Task item:
In the market briefing below, how far had Dow Jones futures fallen by 6:30 AM ET?

==== Selected passage

By Geoffrey Smith
Investing.com -- Earnings season kicks off with JPMorgan (NYSE:JPM), Citigroup (NYSE:C) and Wells Fargo (NYSE:WFC) all due to release their fourth-quarter figures. Retail sales and industrial production numbers are due for December. Global and U.S. stocks find nothing new in Joe Biden’s stimulus plans to get excited about, while Angela Merkel’s party convenes to elect her successor. Here’s what you need to know in financial markets on Friday, January 15th.
1. Banks to kick off earnings season
Earnings season kicks off properly with updates from JPMorgan, Citigroup, Wells Fargo and PNC Financial (NYSE:PNC), at the end of a week that has seen the profit outlook for all three improve sharply thanks to a sell-off in U.S. Treasury bonds.
The difference between short-term rates, which are set to stay anchored near zero for the next two years, and long-term rates, is what determines bank’s lending margins.
The banks’ fourth-quarter results will be stamped by the sharp rebound in cyclical stocks in the wake of vaccine authorizations at the end of last year.
Investors will also keep an eye out for updates on bad loan provisions, which fell sharply in the third quarter after an initial surge in the previous three months.
2. Markets shrug at Biden's stimulus plans
President-elect Joe Biden’s stimulus plans got a muted response from global stock markets, which appeared to have discounted most of the $1.9 trillion in measured sketched out in Biden’s announcement on Thursday.
The Euro Stoxx 50 and Nikkei were both down 0.6%, while the Shanghai Shenzhen CSI 300 also inched down.
Biden’s plans include a top up of $1,400 in direct payments to households, aid for state and local governments as well as other elements that were all fiercely opposed by Republicans in the last session of Congress. The measures are unlikely to be passed all at once and certainly not in the form outlined yesterday, said Paul Donovan, chief economist with UBS Global Wealth Management.
3. Stocks set to open lower; Chinese tech giants escape blacklist
U.S. stocks are also in a “Buy the rumor, sell the fact” mood after Biden’s announcement contained little to justify fresh buying. Anticipation of the event had already driven all three indices to record highs earlier in the week.
By 6:30 AM ET (1130 GMT), Dow Jones futures were down 141 points, or 0.5%, while S&P 500 futures were also down 0.5% and NASDAQ Futures were down 0.4%.

========
==== Dataset extract

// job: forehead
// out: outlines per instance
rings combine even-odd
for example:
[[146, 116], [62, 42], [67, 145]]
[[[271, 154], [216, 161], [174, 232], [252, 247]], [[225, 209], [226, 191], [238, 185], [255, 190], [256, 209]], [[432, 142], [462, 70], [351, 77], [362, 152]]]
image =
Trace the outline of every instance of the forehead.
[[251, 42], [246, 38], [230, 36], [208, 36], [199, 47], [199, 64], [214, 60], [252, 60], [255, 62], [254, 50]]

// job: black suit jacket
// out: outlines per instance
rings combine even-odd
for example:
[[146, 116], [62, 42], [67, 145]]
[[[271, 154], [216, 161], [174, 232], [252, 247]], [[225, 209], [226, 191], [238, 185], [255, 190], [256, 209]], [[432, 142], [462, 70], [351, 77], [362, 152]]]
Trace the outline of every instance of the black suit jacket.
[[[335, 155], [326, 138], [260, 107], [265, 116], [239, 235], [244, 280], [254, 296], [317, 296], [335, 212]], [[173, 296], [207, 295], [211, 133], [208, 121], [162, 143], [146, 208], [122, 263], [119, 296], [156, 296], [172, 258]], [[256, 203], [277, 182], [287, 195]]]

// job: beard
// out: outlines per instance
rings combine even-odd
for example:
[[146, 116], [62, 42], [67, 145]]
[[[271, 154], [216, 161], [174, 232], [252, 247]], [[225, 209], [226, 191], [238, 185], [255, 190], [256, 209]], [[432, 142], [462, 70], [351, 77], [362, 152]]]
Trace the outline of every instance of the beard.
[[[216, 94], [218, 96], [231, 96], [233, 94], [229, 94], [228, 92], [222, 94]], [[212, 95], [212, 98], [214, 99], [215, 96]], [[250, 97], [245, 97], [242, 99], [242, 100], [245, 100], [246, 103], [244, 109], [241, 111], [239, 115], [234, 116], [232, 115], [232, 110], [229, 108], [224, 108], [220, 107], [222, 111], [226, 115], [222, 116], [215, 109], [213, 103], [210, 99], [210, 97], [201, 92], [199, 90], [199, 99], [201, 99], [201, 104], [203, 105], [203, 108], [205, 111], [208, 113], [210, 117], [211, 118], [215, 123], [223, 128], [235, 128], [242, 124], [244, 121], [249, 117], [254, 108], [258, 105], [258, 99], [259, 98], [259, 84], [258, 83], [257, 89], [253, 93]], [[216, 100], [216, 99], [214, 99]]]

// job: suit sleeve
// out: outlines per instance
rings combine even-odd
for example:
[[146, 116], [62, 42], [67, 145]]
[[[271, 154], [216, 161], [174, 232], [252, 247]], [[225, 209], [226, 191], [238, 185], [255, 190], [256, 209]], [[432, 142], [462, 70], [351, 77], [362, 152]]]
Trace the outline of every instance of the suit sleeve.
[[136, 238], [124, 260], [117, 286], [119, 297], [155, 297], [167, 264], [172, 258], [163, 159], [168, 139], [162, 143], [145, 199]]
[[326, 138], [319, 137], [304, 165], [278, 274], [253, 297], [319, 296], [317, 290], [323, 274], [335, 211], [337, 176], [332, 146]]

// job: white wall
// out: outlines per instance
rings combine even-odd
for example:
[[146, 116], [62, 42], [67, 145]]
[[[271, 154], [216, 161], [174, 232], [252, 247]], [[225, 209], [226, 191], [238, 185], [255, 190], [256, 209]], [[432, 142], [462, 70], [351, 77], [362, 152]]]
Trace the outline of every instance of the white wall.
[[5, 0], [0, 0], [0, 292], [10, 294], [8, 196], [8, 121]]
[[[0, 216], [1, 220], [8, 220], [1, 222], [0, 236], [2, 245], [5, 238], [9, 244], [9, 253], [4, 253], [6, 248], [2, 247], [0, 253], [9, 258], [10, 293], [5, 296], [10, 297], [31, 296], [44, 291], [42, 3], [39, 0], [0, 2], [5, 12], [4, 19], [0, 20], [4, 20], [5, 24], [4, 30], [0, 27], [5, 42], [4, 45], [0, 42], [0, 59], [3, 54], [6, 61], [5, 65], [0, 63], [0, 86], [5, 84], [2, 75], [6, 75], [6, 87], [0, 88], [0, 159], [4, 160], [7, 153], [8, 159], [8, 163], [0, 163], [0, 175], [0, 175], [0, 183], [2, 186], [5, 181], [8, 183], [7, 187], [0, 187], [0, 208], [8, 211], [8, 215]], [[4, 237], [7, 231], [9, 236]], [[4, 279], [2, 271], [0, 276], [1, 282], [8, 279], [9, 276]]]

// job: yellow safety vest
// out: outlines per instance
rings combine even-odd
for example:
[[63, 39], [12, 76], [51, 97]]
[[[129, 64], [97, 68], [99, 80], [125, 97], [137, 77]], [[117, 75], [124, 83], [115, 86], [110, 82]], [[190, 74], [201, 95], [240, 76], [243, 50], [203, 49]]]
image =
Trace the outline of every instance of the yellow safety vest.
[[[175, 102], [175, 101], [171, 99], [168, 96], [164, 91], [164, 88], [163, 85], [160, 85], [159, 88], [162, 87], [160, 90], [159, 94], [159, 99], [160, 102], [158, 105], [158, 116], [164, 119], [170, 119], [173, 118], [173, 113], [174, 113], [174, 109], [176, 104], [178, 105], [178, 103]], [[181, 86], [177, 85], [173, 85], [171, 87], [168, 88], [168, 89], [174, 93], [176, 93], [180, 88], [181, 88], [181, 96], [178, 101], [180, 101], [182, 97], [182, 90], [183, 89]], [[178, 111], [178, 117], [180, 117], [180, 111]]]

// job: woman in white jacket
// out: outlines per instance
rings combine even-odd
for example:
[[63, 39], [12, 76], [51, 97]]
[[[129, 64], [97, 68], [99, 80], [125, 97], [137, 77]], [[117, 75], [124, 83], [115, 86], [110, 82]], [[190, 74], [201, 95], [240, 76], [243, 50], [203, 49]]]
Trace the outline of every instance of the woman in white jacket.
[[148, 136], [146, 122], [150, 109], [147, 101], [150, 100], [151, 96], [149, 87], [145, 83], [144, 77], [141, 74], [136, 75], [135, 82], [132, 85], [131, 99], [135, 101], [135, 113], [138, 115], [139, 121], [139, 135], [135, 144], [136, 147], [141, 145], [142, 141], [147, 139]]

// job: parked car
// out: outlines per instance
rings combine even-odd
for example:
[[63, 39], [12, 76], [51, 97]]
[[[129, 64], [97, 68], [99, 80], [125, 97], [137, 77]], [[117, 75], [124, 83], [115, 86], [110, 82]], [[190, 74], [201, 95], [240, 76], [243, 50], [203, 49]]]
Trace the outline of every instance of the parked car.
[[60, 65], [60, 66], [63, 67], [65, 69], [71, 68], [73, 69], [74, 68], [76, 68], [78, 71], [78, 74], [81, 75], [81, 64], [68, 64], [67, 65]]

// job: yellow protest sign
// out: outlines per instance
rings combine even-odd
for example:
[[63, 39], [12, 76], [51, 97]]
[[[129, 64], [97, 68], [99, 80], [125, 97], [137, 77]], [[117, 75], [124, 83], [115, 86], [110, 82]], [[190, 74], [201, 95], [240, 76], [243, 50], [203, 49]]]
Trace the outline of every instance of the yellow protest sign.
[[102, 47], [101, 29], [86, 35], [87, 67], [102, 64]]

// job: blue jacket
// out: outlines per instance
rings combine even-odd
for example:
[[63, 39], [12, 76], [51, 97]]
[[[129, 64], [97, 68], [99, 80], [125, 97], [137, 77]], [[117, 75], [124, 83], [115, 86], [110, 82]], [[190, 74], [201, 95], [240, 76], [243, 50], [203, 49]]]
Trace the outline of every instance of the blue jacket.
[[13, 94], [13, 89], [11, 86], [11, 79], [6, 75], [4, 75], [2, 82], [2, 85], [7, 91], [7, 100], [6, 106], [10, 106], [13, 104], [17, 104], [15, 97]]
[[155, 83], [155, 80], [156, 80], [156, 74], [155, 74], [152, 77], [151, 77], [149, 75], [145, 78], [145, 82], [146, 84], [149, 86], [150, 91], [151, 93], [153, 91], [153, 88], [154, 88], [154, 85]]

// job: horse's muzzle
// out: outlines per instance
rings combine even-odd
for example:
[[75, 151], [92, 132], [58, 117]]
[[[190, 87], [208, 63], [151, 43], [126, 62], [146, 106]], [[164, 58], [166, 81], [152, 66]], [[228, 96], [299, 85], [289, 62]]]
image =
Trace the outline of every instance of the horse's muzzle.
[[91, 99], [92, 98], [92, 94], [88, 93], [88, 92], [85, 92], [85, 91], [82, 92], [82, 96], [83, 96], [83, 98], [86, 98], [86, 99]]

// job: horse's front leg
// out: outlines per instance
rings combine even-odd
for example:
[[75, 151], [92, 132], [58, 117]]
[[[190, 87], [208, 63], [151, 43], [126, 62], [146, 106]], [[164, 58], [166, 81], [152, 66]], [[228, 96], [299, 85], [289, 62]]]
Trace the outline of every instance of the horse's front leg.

========

The completed task:
141 points, or 0.5%.